Saved data entries
"""
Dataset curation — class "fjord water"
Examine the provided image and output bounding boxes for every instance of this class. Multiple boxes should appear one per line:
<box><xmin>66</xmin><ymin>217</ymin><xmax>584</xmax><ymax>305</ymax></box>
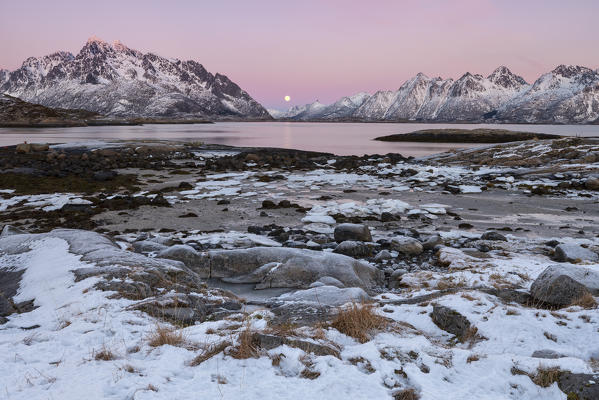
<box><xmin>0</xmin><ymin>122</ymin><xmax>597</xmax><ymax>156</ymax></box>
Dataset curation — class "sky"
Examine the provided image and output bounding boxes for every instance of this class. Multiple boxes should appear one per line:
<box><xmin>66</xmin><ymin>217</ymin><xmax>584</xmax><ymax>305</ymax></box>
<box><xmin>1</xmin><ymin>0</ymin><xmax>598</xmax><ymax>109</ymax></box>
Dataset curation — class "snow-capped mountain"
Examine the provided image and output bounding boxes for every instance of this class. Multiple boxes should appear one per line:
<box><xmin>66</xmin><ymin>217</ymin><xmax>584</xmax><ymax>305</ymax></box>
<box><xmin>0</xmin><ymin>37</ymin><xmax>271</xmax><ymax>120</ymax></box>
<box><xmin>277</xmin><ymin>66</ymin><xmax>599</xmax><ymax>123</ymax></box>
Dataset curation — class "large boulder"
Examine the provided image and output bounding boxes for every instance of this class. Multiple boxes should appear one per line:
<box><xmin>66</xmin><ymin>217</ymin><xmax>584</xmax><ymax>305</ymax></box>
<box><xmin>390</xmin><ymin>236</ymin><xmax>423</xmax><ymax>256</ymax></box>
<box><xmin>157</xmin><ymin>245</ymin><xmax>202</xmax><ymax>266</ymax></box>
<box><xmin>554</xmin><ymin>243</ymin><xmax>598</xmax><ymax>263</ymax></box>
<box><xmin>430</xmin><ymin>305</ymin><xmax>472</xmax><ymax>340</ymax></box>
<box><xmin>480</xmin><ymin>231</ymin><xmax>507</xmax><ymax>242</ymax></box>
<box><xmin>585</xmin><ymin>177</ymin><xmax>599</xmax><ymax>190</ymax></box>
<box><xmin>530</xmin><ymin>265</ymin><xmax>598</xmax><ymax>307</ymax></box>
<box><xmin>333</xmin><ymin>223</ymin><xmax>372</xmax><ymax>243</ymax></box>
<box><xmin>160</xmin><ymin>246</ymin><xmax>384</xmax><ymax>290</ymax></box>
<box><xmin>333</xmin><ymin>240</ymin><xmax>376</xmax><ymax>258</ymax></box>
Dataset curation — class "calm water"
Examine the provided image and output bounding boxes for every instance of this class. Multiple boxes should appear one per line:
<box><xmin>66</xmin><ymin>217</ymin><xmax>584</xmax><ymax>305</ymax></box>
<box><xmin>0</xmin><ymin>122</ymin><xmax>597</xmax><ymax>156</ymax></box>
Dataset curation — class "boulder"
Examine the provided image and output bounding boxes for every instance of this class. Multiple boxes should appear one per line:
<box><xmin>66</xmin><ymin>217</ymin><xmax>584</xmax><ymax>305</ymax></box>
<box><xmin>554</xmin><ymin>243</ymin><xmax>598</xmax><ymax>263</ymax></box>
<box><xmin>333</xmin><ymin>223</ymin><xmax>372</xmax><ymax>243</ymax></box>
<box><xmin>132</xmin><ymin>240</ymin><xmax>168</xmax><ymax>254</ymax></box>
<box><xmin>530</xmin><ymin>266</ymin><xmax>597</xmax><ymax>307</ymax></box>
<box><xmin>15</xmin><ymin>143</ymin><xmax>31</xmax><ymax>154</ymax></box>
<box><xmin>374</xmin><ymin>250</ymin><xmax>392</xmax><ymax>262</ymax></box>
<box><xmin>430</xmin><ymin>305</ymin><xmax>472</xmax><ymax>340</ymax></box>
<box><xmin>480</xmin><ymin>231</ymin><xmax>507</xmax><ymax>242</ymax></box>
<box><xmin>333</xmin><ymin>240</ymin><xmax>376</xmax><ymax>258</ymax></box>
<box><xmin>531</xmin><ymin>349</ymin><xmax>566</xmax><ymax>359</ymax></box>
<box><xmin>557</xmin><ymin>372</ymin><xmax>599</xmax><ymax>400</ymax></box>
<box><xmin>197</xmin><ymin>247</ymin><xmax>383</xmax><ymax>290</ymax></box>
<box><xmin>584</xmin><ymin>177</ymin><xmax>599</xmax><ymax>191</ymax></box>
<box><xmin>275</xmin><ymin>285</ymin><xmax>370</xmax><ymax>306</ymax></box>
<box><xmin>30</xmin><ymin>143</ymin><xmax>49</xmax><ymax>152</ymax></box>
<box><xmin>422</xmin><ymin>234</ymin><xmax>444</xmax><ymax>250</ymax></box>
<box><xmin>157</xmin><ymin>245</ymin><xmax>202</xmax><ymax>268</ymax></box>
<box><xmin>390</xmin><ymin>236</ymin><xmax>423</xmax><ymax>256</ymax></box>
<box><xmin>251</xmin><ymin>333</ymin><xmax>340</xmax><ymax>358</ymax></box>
"""
"""
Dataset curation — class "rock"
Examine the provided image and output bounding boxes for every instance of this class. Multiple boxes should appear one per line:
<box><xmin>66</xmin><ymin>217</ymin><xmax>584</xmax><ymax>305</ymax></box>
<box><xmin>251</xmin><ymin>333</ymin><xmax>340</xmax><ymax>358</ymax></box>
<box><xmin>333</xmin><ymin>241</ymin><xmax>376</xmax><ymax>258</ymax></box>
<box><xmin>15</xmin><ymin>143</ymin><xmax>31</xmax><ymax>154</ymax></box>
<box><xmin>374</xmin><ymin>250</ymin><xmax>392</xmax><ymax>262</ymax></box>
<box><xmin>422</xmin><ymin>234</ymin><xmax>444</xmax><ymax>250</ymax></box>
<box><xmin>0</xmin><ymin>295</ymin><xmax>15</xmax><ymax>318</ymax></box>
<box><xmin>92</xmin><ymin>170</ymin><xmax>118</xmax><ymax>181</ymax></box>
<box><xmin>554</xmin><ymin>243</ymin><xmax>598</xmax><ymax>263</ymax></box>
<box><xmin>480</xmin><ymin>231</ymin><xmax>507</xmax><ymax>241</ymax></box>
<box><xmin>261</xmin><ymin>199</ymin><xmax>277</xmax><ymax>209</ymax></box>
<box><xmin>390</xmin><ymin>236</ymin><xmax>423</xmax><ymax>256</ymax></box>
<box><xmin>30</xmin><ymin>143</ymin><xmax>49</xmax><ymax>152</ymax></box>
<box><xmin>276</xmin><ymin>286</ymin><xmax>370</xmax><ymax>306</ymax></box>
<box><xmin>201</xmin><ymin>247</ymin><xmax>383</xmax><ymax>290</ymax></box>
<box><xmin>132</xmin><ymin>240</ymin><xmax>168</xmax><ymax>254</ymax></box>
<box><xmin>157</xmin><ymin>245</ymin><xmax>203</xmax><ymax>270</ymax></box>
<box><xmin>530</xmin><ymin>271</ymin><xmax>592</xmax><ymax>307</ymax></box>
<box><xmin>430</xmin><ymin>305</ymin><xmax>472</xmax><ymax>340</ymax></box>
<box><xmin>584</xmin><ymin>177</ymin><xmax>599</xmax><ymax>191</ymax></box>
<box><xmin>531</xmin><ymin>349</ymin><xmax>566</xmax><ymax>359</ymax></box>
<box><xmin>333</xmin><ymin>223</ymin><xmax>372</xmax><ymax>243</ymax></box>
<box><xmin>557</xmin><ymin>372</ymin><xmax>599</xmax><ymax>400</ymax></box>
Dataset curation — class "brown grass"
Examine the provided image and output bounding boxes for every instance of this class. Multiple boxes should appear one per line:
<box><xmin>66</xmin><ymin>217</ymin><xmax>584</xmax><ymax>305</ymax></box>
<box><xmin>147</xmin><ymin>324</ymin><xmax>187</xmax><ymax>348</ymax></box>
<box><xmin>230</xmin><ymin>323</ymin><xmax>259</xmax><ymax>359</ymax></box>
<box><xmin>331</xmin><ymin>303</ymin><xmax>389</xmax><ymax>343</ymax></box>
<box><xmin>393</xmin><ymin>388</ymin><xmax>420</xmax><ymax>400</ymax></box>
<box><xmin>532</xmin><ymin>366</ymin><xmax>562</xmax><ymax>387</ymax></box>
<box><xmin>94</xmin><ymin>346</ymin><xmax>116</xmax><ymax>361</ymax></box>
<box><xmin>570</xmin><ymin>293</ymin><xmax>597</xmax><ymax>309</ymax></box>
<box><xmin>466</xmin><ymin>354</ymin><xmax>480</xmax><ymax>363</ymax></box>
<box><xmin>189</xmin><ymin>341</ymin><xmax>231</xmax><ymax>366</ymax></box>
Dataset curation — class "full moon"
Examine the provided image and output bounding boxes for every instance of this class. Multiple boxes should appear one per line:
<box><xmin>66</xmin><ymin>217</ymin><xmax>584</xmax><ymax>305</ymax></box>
"""
"""
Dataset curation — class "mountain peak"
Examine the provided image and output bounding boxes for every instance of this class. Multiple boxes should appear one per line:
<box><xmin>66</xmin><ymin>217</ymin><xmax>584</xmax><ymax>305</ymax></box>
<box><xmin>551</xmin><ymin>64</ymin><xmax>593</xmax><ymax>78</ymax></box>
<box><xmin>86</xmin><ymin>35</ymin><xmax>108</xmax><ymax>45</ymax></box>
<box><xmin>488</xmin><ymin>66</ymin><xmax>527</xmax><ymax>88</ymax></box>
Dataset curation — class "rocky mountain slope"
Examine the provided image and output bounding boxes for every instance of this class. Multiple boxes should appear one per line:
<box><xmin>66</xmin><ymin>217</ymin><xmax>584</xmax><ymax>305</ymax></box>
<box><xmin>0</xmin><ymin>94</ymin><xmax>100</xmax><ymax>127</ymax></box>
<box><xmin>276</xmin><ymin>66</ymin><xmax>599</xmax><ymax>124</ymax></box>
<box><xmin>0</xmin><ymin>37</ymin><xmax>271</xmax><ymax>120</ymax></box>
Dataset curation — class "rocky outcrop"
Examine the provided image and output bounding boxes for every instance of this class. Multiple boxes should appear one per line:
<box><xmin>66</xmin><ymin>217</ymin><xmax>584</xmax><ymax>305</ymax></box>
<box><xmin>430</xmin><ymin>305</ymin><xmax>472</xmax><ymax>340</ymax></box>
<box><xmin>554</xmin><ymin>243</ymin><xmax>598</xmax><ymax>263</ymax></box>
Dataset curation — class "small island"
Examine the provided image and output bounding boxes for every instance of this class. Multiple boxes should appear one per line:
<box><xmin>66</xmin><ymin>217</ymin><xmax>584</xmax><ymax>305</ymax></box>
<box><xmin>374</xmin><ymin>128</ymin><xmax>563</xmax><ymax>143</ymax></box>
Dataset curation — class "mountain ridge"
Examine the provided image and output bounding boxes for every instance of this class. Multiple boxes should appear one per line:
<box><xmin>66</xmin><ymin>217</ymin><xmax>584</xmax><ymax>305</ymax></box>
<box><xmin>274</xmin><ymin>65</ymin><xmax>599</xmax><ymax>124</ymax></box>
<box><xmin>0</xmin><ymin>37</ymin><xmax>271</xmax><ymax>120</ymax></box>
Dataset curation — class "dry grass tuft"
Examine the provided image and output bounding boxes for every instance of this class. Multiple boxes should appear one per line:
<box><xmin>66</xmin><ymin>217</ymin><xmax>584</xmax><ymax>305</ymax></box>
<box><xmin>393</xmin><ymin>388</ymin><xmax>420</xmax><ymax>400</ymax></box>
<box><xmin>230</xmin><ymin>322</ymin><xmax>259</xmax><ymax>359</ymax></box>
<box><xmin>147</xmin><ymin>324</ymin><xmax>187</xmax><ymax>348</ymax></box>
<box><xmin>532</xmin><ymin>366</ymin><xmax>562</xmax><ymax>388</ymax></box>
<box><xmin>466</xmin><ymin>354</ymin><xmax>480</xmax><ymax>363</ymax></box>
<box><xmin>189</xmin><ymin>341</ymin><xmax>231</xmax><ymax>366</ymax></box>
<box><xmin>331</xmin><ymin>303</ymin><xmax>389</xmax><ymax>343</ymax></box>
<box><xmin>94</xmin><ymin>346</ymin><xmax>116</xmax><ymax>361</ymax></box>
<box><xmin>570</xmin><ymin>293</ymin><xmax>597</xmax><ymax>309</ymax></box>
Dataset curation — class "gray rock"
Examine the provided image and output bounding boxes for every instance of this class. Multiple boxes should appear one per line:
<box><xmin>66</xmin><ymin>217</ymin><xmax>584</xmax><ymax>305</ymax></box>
"""
▶ TASK INSTRUCTIONS: Please filter the data down to the lines containing the word "boulder".

▶ FINISHED TASK:
Dataset curation — class "large boulder"
Dataset curation — class "boulder"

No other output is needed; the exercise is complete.